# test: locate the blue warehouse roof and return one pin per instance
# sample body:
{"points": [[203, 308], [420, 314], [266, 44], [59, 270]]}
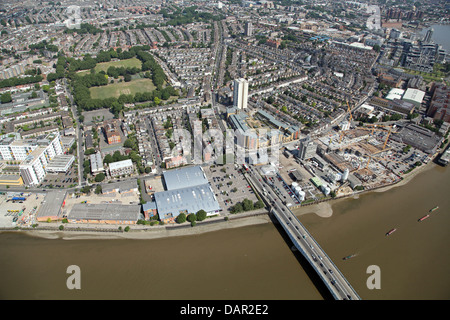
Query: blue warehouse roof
{"points": [[187, 200]]}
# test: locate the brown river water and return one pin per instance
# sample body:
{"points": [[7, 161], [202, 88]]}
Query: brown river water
{"points": [[253, 262]]}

▸ Problem to solve
Within the material, count the lines where the word "instance" appears. The reply is that number and nothing more.

▸ Result below
2